**Work to complete:** Write every entry out again, unchanged.

[Records from a collection]
+++++
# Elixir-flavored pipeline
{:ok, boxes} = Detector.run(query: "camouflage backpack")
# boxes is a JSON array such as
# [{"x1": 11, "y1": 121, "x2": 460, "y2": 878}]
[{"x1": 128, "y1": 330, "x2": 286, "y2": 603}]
+++++
**Finished exercise:**
# Elixir-flavored pipeline
{:ok, boxes} = Detector.run(query: "camouflage backpack")
# boxes is a JSON array such as
# [{"x1": 11, "y1": 121, "x2": 460, "y2": 878}]
[{"x1": 128, "y1": 330, "x2": 286, "y2": 603}]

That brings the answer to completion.